*** Opening of EXTRACT ***
Knock

My friend’s mother was dying in her living room. I knew that but I didn’t.

She’d told me her mother was terminally ill but it never really sank in. Oh, that’s why you brought her across the country and set up a hospital bed in your living room. I get it now.

My friend told me this on a long walk with our dogs. No one asks how I am doing, she said. No one visits. No one ever brings food for us.

So that night I made a pot roast with potatoes and carrots and onions and I took it to my friend’s door. You’re the only person who brought us dinner, she said A few days later, her mother died.

At work, a colleague’s wife faced a new wave of cancer. He sat in my office and complained that every night they went out to dinner. It was expensive and exhausting, he said. So I made roast chicken and potatoes and brought it to their house, the roasting pan covered in layers of tin foil. I had to wear oven mitts to bring it from my car.
*** Close of EXTRACT ***
THE PROBLEM - List every distinct food the narrator cooks or brings in the essay "Knock," naming each item once. The data that comes next is from a separate source and has no connection to the essay.
*** Opening of ENTRIES SHOWN ***
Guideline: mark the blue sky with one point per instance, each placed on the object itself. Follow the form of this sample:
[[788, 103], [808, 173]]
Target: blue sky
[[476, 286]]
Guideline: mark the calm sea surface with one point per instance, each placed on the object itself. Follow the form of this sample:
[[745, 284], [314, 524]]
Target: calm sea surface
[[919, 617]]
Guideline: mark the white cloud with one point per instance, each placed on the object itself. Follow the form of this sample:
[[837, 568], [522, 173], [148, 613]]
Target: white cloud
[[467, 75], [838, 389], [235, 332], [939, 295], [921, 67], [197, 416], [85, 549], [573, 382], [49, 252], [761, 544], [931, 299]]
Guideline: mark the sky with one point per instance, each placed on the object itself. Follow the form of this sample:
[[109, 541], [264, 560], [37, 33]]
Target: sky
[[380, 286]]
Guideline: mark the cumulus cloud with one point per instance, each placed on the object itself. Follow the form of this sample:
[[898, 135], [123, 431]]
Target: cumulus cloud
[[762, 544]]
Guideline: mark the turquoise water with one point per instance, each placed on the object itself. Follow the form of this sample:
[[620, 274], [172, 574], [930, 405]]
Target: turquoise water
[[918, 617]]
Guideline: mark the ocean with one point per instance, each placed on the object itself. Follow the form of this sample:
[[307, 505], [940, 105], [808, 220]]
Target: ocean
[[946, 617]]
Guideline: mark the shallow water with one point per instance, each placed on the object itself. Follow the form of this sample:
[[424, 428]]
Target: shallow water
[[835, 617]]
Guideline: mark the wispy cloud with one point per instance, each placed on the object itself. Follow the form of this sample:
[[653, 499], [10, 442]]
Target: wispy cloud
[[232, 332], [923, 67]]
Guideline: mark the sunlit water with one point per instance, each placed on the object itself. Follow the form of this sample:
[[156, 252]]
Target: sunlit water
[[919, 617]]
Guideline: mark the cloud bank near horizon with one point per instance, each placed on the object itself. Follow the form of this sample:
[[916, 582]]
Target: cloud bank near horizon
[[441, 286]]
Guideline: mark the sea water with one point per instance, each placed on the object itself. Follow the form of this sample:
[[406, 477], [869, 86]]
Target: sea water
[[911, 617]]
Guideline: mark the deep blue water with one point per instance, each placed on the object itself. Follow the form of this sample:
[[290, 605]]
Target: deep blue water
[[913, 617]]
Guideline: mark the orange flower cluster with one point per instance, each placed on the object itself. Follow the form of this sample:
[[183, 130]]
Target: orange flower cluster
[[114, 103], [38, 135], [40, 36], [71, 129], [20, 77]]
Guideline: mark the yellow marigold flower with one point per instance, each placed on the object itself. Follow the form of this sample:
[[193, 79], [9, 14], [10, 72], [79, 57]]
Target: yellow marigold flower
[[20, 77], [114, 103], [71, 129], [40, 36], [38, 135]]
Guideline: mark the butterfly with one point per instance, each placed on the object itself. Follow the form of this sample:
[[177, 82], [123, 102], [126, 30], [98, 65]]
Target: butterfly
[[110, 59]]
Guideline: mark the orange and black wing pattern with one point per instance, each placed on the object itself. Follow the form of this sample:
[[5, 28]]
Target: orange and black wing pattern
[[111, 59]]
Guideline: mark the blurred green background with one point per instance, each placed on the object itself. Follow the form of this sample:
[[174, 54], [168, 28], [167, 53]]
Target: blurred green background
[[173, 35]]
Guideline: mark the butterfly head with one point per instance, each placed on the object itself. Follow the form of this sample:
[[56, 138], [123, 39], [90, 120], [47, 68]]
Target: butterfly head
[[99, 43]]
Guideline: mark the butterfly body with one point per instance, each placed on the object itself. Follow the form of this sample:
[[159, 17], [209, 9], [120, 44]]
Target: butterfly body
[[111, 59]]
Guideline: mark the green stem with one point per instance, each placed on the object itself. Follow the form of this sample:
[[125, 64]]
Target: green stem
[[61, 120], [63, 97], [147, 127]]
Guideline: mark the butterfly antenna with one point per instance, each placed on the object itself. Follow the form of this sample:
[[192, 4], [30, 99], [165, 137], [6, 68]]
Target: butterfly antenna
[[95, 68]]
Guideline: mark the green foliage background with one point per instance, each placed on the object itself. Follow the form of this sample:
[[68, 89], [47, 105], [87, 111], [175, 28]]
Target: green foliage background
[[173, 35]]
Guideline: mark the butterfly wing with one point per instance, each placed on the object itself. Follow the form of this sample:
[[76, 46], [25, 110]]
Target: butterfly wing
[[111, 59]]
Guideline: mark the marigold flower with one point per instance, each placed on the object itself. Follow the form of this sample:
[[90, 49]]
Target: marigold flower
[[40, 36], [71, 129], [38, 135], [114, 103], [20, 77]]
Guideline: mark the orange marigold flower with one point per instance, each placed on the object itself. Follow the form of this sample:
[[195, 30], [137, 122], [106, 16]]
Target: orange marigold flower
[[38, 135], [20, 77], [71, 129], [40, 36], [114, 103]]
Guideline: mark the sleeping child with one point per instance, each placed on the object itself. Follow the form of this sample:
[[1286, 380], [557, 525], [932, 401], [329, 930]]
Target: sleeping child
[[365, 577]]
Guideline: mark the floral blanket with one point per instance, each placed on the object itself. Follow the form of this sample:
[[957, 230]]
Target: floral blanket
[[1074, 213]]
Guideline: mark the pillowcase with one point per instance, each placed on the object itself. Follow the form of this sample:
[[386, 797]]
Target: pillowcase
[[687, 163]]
*** Close of ENTRIES SHOWN ***
ANSWER FOR THIS EXERCISE - pot roast, potatoes, carrots, onions, roast chicken